Give every line below again, exactly.
§ §
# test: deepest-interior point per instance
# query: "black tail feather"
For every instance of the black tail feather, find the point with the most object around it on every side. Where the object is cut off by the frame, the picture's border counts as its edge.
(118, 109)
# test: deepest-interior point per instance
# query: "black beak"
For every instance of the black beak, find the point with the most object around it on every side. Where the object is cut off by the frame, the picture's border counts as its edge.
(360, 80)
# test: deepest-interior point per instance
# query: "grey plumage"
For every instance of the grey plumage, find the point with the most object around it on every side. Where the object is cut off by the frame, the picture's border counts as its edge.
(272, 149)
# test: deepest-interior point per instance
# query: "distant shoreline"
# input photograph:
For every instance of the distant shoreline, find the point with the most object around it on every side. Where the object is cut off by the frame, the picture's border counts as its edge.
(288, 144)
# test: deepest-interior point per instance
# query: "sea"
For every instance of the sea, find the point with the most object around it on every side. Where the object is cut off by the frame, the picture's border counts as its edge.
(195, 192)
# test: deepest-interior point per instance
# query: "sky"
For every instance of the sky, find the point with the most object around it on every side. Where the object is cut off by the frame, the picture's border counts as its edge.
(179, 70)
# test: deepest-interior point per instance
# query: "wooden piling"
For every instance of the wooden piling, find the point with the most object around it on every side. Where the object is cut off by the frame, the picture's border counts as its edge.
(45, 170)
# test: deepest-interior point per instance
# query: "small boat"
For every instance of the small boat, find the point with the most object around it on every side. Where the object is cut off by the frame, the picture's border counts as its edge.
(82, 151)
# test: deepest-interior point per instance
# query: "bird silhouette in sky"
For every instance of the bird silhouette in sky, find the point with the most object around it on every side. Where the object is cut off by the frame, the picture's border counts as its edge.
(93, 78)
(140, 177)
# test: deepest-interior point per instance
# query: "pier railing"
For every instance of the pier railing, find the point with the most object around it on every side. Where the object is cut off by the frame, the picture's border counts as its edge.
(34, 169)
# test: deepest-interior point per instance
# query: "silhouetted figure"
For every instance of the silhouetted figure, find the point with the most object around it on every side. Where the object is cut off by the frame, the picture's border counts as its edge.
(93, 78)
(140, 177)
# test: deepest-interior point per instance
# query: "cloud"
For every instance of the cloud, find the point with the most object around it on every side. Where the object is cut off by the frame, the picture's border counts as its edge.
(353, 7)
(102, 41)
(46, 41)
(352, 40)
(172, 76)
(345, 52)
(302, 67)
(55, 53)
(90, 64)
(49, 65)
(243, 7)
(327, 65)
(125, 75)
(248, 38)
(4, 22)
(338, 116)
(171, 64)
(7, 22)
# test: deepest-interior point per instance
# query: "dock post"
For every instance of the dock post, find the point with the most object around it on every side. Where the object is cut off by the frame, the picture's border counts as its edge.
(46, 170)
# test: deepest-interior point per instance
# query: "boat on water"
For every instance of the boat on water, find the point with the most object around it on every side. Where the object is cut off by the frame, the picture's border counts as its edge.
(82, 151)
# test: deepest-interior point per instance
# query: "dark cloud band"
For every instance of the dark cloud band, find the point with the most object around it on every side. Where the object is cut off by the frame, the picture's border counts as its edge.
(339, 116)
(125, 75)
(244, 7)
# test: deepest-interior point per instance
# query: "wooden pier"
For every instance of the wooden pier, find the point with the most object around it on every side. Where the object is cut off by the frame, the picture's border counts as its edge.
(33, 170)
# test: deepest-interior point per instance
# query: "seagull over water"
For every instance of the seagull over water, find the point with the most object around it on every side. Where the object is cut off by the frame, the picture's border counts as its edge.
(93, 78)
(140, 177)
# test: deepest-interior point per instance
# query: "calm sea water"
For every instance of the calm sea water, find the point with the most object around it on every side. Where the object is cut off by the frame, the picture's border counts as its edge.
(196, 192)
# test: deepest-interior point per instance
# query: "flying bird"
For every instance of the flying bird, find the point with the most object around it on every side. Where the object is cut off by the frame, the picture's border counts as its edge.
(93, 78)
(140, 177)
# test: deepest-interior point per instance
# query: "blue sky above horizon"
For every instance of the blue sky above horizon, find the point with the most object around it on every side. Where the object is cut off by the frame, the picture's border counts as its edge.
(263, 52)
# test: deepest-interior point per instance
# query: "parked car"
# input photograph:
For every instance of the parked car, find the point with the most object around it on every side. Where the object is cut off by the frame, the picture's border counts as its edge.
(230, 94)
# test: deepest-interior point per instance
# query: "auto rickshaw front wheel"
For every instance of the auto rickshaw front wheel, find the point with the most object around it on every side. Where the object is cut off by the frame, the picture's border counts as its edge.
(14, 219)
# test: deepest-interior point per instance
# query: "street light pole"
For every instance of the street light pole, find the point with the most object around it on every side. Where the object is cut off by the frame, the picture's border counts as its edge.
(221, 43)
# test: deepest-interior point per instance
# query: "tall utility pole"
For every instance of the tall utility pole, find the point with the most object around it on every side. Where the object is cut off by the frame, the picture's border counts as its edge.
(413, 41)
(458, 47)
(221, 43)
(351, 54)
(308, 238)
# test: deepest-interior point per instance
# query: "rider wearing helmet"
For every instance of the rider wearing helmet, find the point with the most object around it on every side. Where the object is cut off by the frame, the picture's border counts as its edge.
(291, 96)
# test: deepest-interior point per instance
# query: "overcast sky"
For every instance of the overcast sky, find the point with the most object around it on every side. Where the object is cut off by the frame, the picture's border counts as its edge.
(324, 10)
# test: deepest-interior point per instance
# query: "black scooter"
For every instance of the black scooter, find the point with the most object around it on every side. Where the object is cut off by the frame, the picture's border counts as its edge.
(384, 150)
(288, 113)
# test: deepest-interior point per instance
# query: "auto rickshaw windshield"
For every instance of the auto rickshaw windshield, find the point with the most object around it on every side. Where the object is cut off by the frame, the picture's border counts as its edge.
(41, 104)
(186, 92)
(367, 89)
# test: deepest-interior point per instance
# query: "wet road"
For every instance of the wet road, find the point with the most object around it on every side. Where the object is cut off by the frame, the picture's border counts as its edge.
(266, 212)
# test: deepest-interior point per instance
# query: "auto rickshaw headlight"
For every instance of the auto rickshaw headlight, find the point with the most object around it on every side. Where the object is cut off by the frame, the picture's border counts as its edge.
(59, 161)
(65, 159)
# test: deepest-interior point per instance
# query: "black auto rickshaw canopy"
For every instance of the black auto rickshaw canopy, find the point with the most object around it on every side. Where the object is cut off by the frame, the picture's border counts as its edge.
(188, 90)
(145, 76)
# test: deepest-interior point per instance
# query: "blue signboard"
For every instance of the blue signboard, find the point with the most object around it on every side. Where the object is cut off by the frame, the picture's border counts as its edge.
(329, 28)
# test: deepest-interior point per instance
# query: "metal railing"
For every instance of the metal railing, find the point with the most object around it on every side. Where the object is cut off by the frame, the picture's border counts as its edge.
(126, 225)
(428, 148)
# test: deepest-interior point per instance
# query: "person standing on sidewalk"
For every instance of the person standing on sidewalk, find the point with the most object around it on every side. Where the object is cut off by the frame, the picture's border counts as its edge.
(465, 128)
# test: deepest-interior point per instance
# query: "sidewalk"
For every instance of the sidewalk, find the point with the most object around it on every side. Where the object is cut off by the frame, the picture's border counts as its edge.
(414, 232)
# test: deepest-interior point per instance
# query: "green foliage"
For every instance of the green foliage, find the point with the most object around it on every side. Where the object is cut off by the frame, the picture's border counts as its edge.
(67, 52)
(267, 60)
§ §
▶ Problem solution:
# test: deepest-interior point per instance
# query: "black tail feather"
For every instance of the black tail feather, find the point with the most object around it on every side. Where the object is cut off by the frame, the picture's border counts as its edge.
(118, 109)
# test: deepest-interior point per instance
# query: "black beak"
For every instance of the black beak, find the point with the most object around it on every side. Where the object is cut off by the frame, the picture's border counts as its edge.
(360, 80)
# test: deepest-interior point per instance
# query: "grey plumage"
For every instance of the grey plumage, find the point with the most object around it on every side. Where the object is cut off by the frame, the picture's border counts as its edge.
(272, 149)
# test: deepest-interior point per instance
# query: "distant shoreline"
# input photograph:
For every instance of the distant shoreline, find the point with the most object around it on every side. Where the object is cut off by the frame, the picture's border counts as its edge.
(288, 144)
# test: deepest-interior point per instance
# query: "sea"
For every instance of the sea, find the point with the most object around it on every side. Where the object is cut off by the frame, the picture's border counts as its edge.
(195, 192)
# test: deepest-interior point per instance
# query: "sky"
For every instance of the sky, find the point with the most object around it on every side. Where the object is cut off by the frame, the picture's border counts as its edge.
(179, 70)
# test: deepest-interior point per instance
# query: "wooden piling"
For every instance of the wooden piling, find the point with the most object around it on every side. Where the object is cut off by the frame, the picture's border counts as its edge.
(45, 170)
# test: deepest-interior point per instance
# query: "small boat"
For every instance of the small boat, find the point with the most object around it on every side. Where the object is cut off by the frame, the picture's border counts as its edge.
(82, 151)
# test: deepest-interior point per instance
# query: "bird silhouette in sky"
For every instance of the bird silhouette in sky, find the point with the most object around it on every side. Where the object is cut off by the frame, the picture's border counts as its edge.
(93, 78)
(140, 177)
# test: deepest-interior point per instance
# query: "pier railing"
For every instance of the pier railing, find the point with the most object around it on every side. Where the object is cut off by the frame, the picture's border counts as its edge.
(34, 169)
# test: deepest-interior point per instance
# query: "silhouetted figure"
For every instance of the silhouetted figure, find the point with the most object around it on every side. Where the object is cut off by the frame, the picture's border counts as its edge.
(93, 78)
(140, 177)
# test: deepest-interior point per instance
# query: "cloud"
For every instance of the cloud, find the point with the most object around it on every side. Where the object is cut off by the frame, the picture's border counts as its edge.
(353, 7)
(102, 41)
(46, 41)
(352, 40)
(172, 76)
(345, 52)
(302, 67)
(55, 53)
(90, 64)
(49, 65)
(243, 7)
(327, 65)
(125, 75)
(248, 38)
(4, 22)
(338, 116)
(171, 64)
(7, 22)
# test: deepest-interior point per instance
# query: "dock post"
For every instance of the dock post, find the point with the most object around it on every side. Where the object is cut off by the frame, the picture's border counts as its edge.
(46, 170)
# test: deepest-interior point per instance
# query: "boat on water"
For every instance of the boat on water, find the point with the most object around it on every side. Where the object is cut off by the frame, the picture's border counts as its edge.
(82, 151)
# test: deepest-interior point per instance
# query: "dark cloud band"
For every instance of the dark cloud band, find the point with the most object around it on every side. Where the object is cut off by the frame, the picture's border counts as its edge.
(339, 116)
(125, 75)
(244, 7)
# test: deepest-interior point per instance
# query: "wooden pier"
For every instance of the wooden pier, find the point with the most object around it on every side. Where the object is cut off by the frame, the picture's border counts as its edge.
(33, 170)
# test: deepest-interior point per instance
# query: "seagull over water"
For every instance of the seagull over water, find the point with the most object around it on every side. Where the object is cut off by the frame, the picture's border counts as its edge.
(93, 78)
(140, 177)
# test: deepest-interior point per instance
# query: "calm sea water"
For every instance of the calm sea water, find the point with the most object around it on every side. Where the object is cut off by the frame, the picture's border counts as its edge.
(196, 192)
# test: deepest-interior point per instance
# query: "flying bird"
For every instance of the flying bird, find the point with the most object around it on every side. Where the object is cut off by the frame, the picture's border counts as its edge.
(93, 78)
(140, 177)
# test: deepest-interior point per instance
# query: "blue sky above horizon"
For every instance of the blue sky above horizon, find the point with the most object around it on every side. Where the object is cut off by the frame, the picture's border counts as its edge.
(263, 52)
# test: deepest-interior point per instance
# query: "parked car"
# input photograph:
For every instance of the parked car, find the point with the most object around it on every side. Where the object is cut off by the frame, the picture's border counts as its edge.
(230, 94)
# test: deepest-interior point per instance
# query: "auto rickshaw front wheel"
For every instance of the auto rickshaw front wheel, find the point with the most object around it on every side. Where the object is cut off by the frame, the picture's border counts as its edge.
(14, 219)
# test: deepest-interior point per instance
# query: "street light pole"
For every instance of the street light pole, find the point with the most object around it on every side. Where the object is cut off by the frame, the picture's border counts as its edge.
(221, 43)
# test: deepest-interior point per instance
# query: "tall utility pole"
For every instance of the tall utility pole, find the point with the most object around it on every side. Where the object is cut off by the frame, the picture's border counts as its edge.
(413, 41)
(458, 47)
(221, 43)
(351, 54)
(308, 238)
# test: deepest-interior point per instance
# query: "rider wearing helmet"
For every instance of the rider wearing helmet, find the point with the most object around it on every side. Where the object is cut off by the frame, the picture's border counts as its edge.
(291, 96)
# test: deepest-interior point per instance
# query: "overcast sky"
For every instance of the overcast sky, find the point with the most object around it on every side. Where the object is cut off by the frame, the picture's border counts as its edge.
(324, 10)
# test: deepest-interior point per instance
# query: "black scooter"
For every instance of the black scooter, find the point with the most object around it on every side. Where the object is cut off by the frame, the picture's border counts as its edge.
(384, 150)
(288, 113)
# test: deepest-interior point per instance
# query: "auto rickshaw windshield"
For every instance of the auto rickshaw windshield, find the point with the most object around it on every side. Where the object is cut off by the frame, the picture's border counts as its edge.
(41, 104)
(186, 92)
(367, 89)
# test: deepest-interior point per instance
# query: "wet road"
For every instance of the wet road, find the point with the most object around it on every side. Where the object is cut off by the frame, the picture's border counts as its edge.
(266, 212)
# test: deepest-interior point per instance
# query: "auto rickshaw headlight"
For every instance of the auto rickshaw headlight, find the point with the most object around it on every side. Where the object is cut off by the frame, the picture's border counts as its edge.
(59, 161)
(65, 159)
# test: deepest-interior point per instance
# query: "black auto rickshaw canopy"
For every instance of the black auto rickshaw canopy, find the point with the most object around it on every side. Where the object is cut off by the frame, the picture's border counts as its edge.
(188, 90)
(145, 76)
# test: deepest-interior point per instance
# query: "blue signboard"
For every instance of the blue signboard, find the point with the most object around it on every side. Where the object is cut off by the frame, the picture's border counts as its edge.
(329, 28)
# test: deepest-interior point per instance
# query: "metal railing"
For every instance of the metal railing, find the point with the most object around it on every side. Where the object is cut off by the frame, the picture's border counts as its edge.
(126, 225)
(428, 148)
# test: deepest-interior point per instance
# query: "person standing on sidewalk"
For every instance of the person standing on sidewalk, find the point with the most object around it on every side. Where the object is cut off by the frame, the picture's border counts as its edge.
(465, 128)
# test: deepest-interior point per instance
# query: "sidewalk"
For every instance of the sidewalk, find the point with the most object around it on every side. Where the object is cut off by the frame, the picture's border counts as its edge.
(414, 232)
# test: deepest-interior point per instance
# query: "green foliage"
For every instance of the green foliage, find the point with the most object around it on every side. Where the object is cut off by the frame, the picture's border counts as its edge.
(67, 52)
(267, 60)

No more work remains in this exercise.